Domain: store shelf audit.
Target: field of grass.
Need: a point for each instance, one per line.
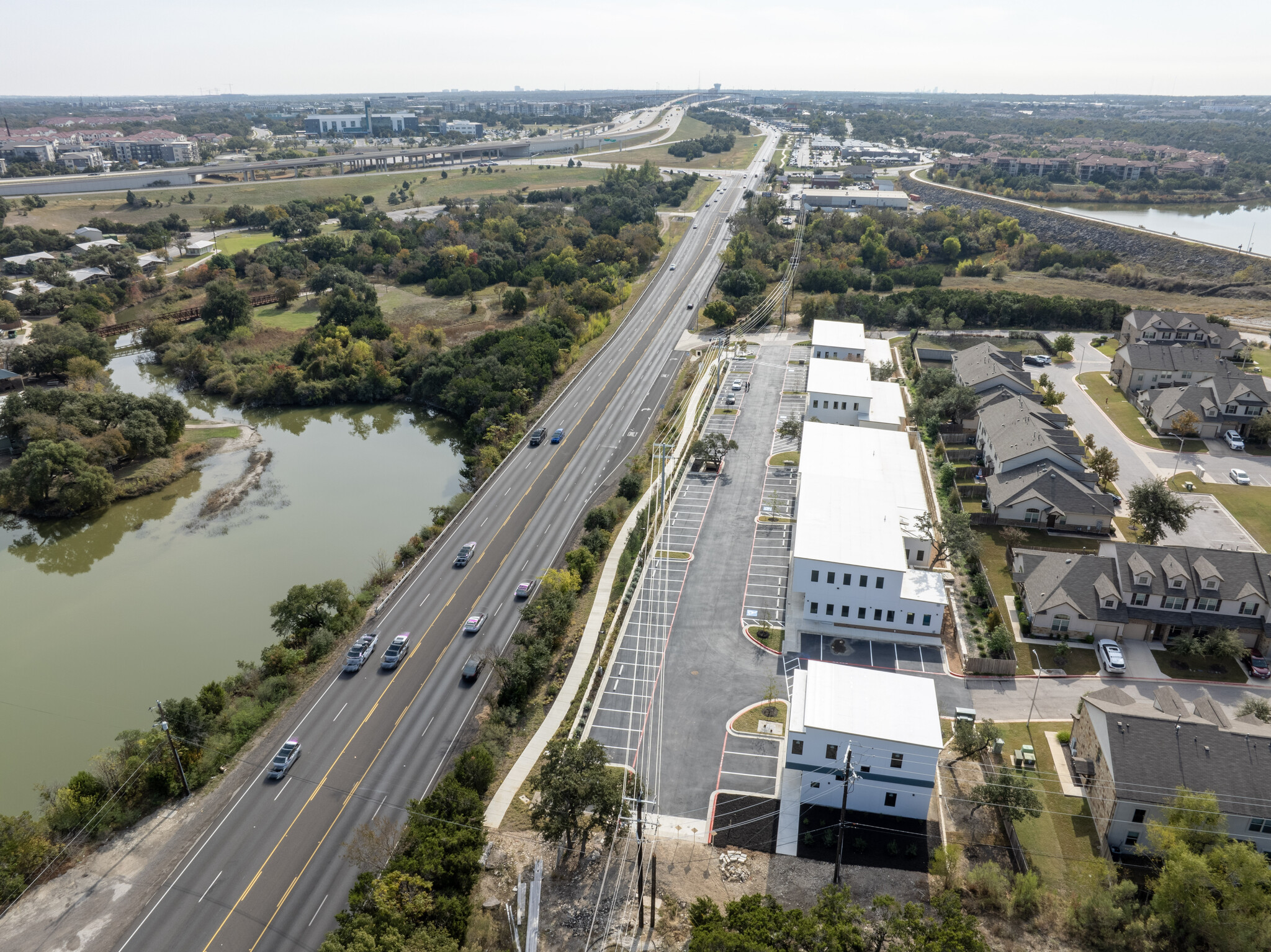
(1250, 505)
(1063, 840)
(66, 213)
(1125, 415)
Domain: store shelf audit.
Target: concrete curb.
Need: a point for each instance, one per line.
(502, 799)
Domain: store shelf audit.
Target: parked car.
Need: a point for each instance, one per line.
(1259, 667)
(1110, 653)
(397, 651)
(287, 754)
(360, 651)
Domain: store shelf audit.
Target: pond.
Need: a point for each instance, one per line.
(149, 600)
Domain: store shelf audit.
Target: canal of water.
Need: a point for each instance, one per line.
(104, 614)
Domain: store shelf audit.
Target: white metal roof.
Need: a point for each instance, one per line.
(839, 377)
(838, 333)
(868, 703)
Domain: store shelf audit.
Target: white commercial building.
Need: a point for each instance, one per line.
(857, 562)
(845, 339)
(843, 392)
(892, 727)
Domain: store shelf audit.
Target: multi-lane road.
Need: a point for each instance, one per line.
(266, 872)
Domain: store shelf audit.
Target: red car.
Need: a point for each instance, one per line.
(1259, 667)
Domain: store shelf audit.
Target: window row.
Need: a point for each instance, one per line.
(847, 577)
(814, 608)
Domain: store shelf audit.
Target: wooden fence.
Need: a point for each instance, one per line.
(179, 317)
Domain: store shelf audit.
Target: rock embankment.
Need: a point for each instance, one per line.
(1158, 253)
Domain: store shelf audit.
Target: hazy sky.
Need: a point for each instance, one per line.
(323, 46)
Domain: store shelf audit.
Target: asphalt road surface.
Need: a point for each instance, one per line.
(267, 872)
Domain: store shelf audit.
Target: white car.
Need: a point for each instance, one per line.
(285, 758)
(1110, 653)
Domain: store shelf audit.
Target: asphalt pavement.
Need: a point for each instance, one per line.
(267, 872)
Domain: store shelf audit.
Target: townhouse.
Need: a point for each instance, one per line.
(1134, 754)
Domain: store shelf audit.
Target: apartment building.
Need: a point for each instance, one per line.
(857, 562)
(1133, 754)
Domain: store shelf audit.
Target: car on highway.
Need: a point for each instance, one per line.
(1110, 656)
(359, 651)
(1259, 667)
(287, 754)
(397, 651)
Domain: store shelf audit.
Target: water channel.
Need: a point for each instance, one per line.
(1229, 225)
(102, 616)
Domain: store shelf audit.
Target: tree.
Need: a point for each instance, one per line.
(1105, 464)
(971, 737)
(578, 792)
(225, 308)
(307, 608)
(1156, 508)
(720, 313)
(1008, 789)
(712, 447)
(515, 302)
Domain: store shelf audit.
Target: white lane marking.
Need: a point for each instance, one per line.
(210, 886)
(318, 910)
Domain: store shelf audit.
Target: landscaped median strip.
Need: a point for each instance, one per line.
(590, 639)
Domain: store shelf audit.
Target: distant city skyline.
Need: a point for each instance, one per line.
(325, 47)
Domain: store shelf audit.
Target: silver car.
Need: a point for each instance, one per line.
(1110, 653)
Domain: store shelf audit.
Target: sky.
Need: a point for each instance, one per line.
(266, 47)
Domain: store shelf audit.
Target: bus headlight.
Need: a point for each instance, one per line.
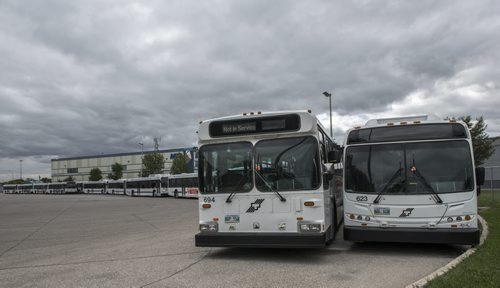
(209, 227)
(310, 227)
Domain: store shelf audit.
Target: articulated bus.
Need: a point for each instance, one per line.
(183, 185)
(267, 180)
(150, 186)
(411, 179)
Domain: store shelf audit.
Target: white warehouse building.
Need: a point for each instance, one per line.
(79, 167)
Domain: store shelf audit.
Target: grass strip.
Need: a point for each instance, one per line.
(482, 269)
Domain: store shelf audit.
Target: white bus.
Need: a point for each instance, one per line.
(94, 187)
(411, 179)
(26, 188)
(147, 186)
(40, 188)
(183, 185)
(9, 188)
(57, 188)
(267, 180)
(72, 188)
(115, 187)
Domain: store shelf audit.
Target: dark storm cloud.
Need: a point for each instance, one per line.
(92, 77)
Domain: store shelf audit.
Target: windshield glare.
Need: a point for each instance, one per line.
(287, 164)
(225, 168)
(412, 168)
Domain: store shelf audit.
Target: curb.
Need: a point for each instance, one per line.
(443, 270)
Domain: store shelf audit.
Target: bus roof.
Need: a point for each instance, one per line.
(408, 119)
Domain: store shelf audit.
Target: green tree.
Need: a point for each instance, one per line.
(153, 163)
(116, 171)
(180, 164)
(482, 144)
(95, 174)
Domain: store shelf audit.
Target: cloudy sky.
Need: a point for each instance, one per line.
(90, 77)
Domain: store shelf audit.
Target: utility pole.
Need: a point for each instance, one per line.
(142, 155)
(329, 95)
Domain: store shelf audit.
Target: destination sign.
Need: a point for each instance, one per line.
(290, 122)
(232, 128)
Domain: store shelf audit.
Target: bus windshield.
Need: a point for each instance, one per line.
(226, 168)
(287, 164)
(409, 168)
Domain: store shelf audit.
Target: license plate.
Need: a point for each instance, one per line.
(232, 219)
(382, 211)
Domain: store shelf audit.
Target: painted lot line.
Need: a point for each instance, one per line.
(116, 241)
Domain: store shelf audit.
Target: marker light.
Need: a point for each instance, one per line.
(209, 227)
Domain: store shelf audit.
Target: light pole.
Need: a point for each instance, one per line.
(329, 95)
(142, 153)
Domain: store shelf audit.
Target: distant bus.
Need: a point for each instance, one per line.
(71, 188)
(26, 188)
(94, 187)
(183, 185)
(40, 188)
(149, 186)
(411, 179)
(57, 187)
(9, 188)
(268, 180)
(115, 187)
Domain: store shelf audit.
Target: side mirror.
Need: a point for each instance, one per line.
(334, 156)
(480, 175)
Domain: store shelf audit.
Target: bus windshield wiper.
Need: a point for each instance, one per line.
(283, 199)
(426, 184)
(386, 187)
(228, 199)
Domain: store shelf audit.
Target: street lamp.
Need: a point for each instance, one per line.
(329, 95)
(142, 153)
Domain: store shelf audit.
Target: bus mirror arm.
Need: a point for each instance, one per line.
(480, 175)
(334, 156)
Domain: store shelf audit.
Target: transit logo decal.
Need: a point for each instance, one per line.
(255, 205)
(406, 212)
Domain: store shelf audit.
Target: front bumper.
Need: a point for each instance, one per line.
(445, 236)
(261, 240)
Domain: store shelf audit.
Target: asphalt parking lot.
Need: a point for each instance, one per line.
(118, 241)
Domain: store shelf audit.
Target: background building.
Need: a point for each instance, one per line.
(79, 167)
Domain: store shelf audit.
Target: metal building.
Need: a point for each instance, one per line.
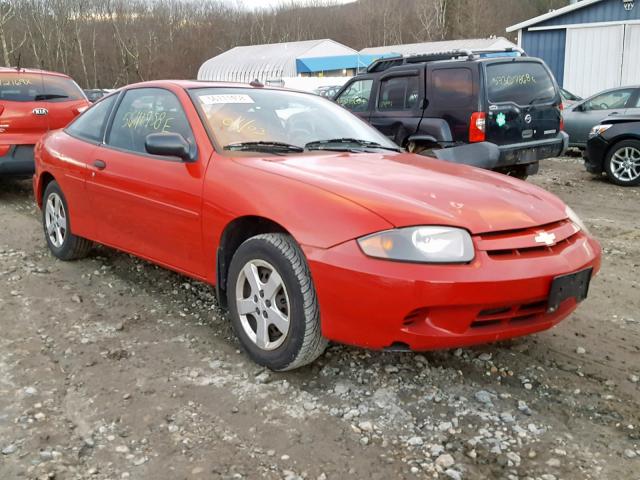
(590, 45)
(284, 60)
(499, 43)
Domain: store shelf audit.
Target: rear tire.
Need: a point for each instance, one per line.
(57, 226)
(622, 163)
(272, 303)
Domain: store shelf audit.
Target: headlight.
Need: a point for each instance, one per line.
(599, 129)
(420, 244)
(573, 216)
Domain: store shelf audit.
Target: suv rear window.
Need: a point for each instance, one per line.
(521, 82)
(32, 87)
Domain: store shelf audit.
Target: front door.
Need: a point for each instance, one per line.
(356, 97)
(146, 204)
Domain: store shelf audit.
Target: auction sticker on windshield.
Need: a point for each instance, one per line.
(225, 98)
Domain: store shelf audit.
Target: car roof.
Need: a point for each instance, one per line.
(608, 90)
(32, 70)
(189, 84)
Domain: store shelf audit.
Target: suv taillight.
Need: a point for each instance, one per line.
(477, 127)
(561, 108)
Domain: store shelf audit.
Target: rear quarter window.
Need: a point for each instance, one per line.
(523, 83)
(91, 124)
(33, 87)
(452, 86)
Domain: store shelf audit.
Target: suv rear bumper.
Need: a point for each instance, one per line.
(18, 161)
(531, 152)
(491, 156)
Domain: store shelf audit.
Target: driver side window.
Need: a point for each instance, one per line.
(609, 100)
(144, 111)
(356, 97)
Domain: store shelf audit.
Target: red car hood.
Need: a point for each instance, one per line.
(407, 189)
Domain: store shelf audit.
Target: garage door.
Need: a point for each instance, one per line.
(585, 75)
(631, 59)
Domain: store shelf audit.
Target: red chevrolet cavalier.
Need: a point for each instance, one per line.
(311, 225)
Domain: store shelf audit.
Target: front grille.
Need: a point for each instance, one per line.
(522, 243)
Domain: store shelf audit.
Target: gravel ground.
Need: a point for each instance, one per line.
(112, 368)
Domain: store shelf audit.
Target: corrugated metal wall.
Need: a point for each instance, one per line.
(548, 45)
(606, 11)
(583, 75)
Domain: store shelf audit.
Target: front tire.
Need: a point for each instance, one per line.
(272, 303)
(622, 163)
(57, 226)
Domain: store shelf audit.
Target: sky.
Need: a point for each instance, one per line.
(255, 4)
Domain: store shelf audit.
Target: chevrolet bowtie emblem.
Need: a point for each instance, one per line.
(546, 238)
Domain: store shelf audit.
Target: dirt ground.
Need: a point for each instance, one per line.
(112, 368)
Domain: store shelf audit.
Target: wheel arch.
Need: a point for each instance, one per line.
(45, 179)
(233, 235)
(615, 142)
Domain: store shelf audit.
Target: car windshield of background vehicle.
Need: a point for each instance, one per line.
(32, 87)
(241, 115)
(523, 83)
(356, 96)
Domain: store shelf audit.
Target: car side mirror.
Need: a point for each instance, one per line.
(168, 144)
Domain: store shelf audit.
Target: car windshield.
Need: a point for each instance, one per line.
(262, 118)
(523, 83)
(32, 87)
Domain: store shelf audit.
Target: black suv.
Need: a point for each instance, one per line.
(496, 110)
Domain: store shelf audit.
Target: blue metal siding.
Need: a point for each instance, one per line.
(605, 11)
(336, 62)
(548, 45)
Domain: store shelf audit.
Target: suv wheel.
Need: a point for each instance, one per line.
(272, 302)
(57, 226)
(622, 163)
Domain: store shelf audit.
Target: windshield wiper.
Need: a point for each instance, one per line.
(268, 147)
(49, 96)
(346, 144)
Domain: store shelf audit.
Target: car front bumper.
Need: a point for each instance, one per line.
(594, 154)
(17, 161)
(382, 304)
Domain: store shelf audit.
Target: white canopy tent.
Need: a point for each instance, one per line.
(267, 62)
(498, 43)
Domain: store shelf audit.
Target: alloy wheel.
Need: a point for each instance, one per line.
(625, 164)
(55, 220)
(263, 304)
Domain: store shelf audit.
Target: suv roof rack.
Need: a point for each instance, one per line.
(382, 64)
___
# Set exercise:
Pick out every line in the entries above that contains the word "mirror" and copy each one out as it appears.

# Answer below:
Target: side mirror.
Target: bus mirror arm.
Target: car side mirror.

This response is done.